:: Supplied material
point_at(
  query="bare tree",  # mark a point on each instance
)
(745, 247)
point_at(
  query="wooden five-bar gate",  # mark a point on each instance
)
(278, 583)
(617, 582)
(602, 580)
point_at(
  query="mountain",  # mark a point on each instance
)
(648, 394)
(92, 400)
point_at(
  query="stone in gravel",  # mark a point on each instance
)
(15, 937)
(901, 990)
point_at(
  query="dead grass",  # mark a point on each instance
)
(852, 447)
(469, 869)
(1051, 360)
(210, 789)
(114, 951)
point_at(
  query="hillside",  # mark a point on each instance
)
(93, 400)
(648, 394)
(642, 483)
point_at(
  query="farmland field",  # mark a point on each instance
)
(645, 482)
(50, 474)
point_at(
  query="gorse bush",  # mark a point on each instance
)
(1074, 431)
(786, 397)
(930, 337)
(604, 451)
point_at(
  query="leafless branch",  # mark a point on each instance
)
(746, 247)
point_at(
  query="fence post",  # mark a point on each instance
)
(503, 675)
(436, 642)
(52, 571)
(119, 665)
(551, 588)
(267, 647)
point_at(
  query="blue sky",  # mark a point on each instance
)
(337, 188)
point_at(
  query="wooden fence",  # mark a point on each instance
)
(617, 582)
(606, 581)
::::
Problem to work on:
The complete listing, from first line to last, should be copied verbatim.

Answer section:
point_at(
  query="bare tree",  # mark a point on each instance
)
(745, 247)
point_at(
  query="wooden five-bar gate",  # mark a point on each instance
)
(278, 583)
(617, 582)
(602, 580)
point_at(
  query="mountain",  # mark a point on each instance
)
(648, 394)
(92, 400)
point_at(
  query="stone in gravel",  # mark a point on each instance
)
(15, 937)
(901, 990)
point_at(
  query="dead grass",  # mark a point on each instance
)
(852, 447)
(469, 869)
(1051, 360)
(210, 789)
(114, 951)
point_at(
  query="hillside",  # mark a point on each instance
)
(93, 400)
(648, 394)
(642, 483)
point_at(
  query="farmland field",  # mark a point on each instance
)
(645, 482)
(50, 474)
point_at(
  query="gorse bush",  # mark a point on each instance
)
(1074, 431)
(786, 397)
(930, 337)
(604, 451)
point_at(
  query="leafless branch",  # mark a point on each instance
)
(746, 247)
point_at(
  query="fence post",  # mark a point on each instance
)
(503, 675)
(436, 642)
(52, 571)
(119, 665)
(551, 588)
(267, 647)
point_at(
  query="blue sky",  # mark a point on each instance
)
(337, 188)
point_at(
  query="wooden fence",  # mark a point on each instance
)
(617, 582)
(606, 581)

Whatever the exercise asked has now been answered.